記事>

┄┄┄┄┄┄┄┄┄┄

旅レポ

JALの「どこかにマイル」でどこかに一人旅(前編)

羽田から6000マイルでどこかに往復できる特典航空券

 JAL(日本航空)が開始した、マイルを使った新たな特典航空券「どこかにマイル」。従来の特典航空券は、JMB(JALマイレージバンク)会員が自分で行きたいところを選び、空きのある日程で旅行に行くという仕組みだったのに対して、この「どこかにマイル」は、行き先はJALとNRI(野村総合研究所)が共同開発したシステムが決めるというユニークな仕組み。つまりマイレージ特典旅行版“ミステリーツアー”的な位置づけとなり、話題を集めている。

 申し込み自体は12月12日 11時から始まっており、JMBの会員である筆者も初日に申し込んで早速旅行を体験してきた。

たまにはプラッと人任せで旅先を決めるのもいいかも……

「どこかにマイル」のシステムは非常にシンプルだ。行き先はマイレージ会員が自分で決められない代わりに、特典航空券を発券するマイル数が低く抑えられている。たとえばJMB会員の場合、通常期の国内線往復は1万2000マイル、1万5000マイル、2万マイルという3つの区間が設定されている。東京からであれば大阪、名古屋、秋田、山形、小松(JALの区分だとA区間)は1万2000マイル、久米島、宮古、石垣(同、C区間)は2万マイル、それ以外(同、B区間)は1万5000マイルという設定。

┄┄┄┄┄┄┄┄┄┄

出題>
a - 「どこかにマイル」の記事から、「JALの「どこかにマイル」でどこかに一人旅(前編)」から「んで早速旅行を体験してきた。」までを両端も含めて、一字も変えずに返してください。
b - 「どこかにマイル」の記事では、行き先を決めるシステムはどこが共同開発したとされていますか。
次のリストは、この作業には使いません。

┄┄┄┄┄┄┄┄┄┄

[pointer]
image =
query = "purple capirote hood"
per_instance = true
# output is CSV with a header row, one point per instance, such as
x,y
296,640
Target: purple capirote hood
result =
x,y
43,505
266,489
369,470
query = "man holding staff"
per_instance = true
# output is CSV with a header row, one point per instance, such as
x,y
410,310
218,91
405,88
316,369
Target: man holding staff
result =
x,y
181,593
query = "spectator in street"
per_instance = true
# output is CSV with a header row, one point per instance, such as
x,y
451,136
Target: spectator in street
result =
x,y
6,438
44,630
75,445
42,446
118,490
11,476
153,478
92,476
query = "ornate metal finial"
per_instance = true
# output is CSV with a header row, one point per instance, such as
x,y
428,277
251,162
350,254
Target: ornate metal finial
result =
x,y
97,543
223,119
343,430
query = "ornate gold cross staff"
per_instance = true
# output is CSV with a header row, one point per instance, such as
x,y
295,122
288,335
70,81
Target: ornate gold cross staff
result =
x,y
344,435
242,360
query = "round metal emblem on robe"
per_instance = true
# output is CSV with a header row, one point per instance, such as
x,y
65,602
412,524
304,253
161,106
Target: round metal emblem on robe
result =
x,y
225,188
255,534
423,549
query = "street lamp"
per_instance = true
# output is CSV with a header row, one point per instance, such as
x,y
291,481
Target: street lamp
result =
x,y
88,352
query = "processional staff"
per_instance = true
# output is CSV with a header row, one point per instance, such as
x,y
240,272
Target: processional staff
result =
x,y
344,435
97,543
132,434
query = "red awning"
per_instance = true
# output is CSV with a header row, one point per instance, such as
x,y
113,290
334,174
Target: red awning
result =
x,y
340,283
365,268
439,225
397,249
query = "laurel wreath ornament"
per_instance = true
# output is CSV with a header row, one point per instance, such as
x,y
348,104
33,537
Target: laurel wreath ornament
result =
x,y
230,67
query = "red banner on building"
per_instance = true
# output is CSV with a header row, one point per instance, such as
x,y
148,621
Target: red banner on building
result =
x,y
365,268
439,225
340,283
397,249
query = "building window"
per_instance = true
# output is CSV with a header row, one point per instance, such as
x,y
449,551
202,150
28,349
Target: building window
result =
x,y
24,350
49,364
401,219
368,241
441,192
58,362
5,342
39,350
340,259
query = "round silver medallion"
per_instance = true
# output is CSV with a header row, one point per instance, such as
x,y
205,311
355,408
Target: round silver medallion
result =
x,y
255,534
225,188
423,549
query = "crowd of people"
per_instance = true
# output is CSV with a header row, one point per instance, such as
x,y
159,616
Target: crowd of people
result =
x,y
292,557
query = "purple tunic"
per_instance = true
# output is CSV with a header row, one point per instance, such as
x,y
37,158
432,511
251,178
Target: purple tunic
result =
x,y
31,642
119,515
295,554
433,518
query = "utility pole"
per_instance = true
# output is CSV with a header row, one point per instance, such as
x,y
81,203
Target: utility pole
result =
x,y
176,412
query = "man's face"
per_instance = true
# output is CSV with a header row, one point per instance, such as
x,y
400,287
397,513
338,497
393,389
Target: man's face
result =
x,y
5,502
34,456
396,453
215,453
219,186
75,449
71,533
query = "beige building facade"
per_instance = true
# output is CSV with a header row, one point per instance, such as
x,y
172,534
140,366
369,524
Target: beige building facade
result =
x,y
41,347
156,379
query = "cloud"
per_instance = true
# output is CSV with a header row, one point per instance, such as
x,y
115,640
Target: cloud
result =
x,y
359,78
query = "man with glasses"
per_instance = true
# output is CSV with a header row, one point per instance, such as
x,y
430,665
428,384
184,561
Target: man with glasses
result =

┄┄┄┄┄┄┄┄┄┄

演習結果>
a -
JALの「どこかにマイル」でどこかに一人旅(前編)

羽田から6000マイルでどこかに往復できる特典航空券

 JAL(日本航空)が開始した、マイルを使った新たな特典航空券「どこかにマイル」。従来の特典航空券は、JMB(JALマイレージバンク)会員が自分で行きたいところを選び、空きのある日程で旅行に行くという仕組みだったのに対して、この「どこかにマイル」は、行き先はJALとNRI(野村総合研究所)が共同開発したシステムが決めるというユニークな仕組み。つまりマイレージ特典旅行版“ミステリーツアー”的な位置づけとなり、話題を集めている。

 申し込み自体は12月12日 11時から始まっており、JMBの会員である筆者も初日に申し込んで早速旅行を体験してきた。

b - JAL(日本航空)とNRI(野村総合研究所)です。